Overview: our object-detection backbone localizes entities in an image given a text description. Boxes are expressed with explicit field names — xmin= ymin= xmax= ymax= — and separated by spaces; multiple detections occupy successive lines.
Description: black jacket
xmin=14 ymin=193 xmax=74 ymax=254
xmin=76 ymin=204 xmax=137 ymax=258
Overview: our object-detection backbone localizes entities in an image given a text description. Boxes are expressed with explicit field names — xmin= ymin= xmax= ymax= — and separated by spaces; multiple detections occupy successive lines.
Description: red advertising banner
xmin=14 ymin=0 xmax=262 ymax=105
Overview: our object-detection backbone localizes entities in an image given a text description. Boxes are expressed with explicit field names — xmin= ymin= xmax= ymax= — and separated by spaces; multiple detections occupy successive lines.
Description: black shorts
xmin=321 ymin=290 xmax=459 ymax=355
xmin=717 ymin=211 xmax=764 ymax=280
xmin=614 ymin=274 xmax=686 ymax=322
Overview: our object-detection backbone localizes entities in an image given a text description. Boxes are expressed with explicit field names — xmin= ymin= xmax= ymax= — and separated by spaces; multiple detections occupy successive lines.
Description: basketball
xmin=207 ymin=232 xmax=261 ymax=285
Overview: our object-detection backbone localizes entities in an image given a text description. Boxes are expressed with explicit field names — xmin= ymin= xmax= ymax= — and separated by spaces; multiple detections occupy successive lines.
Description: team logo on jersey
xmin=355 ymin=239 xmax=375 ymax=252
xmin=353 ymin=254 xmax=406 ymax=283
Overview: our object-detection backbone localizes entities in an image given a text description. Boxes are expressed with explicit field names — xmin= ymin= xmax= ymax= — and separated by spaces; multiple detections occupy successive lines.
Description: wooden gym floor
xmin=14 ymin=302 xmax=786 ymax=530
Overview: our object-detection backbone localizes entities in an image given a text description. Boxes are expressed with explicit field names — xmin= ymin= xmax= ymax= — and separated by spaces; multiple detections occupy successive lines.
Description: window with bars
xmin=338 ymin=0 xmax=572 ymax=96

Opis zadania: Proszę przepisać fragment zestawienia od jego pierwszego wiersza do wiersza zawierającego "xmin=614 ymin=274 xmax=686 ymax=322" włącznie, zamieniając "black" na "dark" i pozostawiając resztę bez zmian.

Wynik zadania:
Overview: our object-detection backbone localizes entities in an image given a text description. Boxes are expressed with explicit field names — xmin= ymin= xmax= ymax= — and separated by spaces; multiple detections occupy successive lines.
Description: dark jacket
xmin=14 ymin=193 xmax=74 ymax=254
xmin=76 ymin=204 xmax=137 ymax=258
Overview: our object-detection backbone localizes entities in an image given a text description. Boxes are expressed with explicit field names — xmin= ymin= xmax= ymax= — and separated by spaces; multiple detections occupy successive lines.
Description: red advertising banner
xmin=14 ymin=0 xmax=262 ymax=105
Overview: our object-detection backbone localizes entities in an image given a text description. Boxes are expressed with explicit field names — xmin= ymin= xmax= ymax= — and separated by spaces; multiple detections occupy successive lines.
Description: dark shorts
xmin=321 ymin=290 xmax=459 ymax=355
xmin=717 ymin=211 xmax=764 ymax=280
xmin=614 ymin=274 xmax=686 ymax=322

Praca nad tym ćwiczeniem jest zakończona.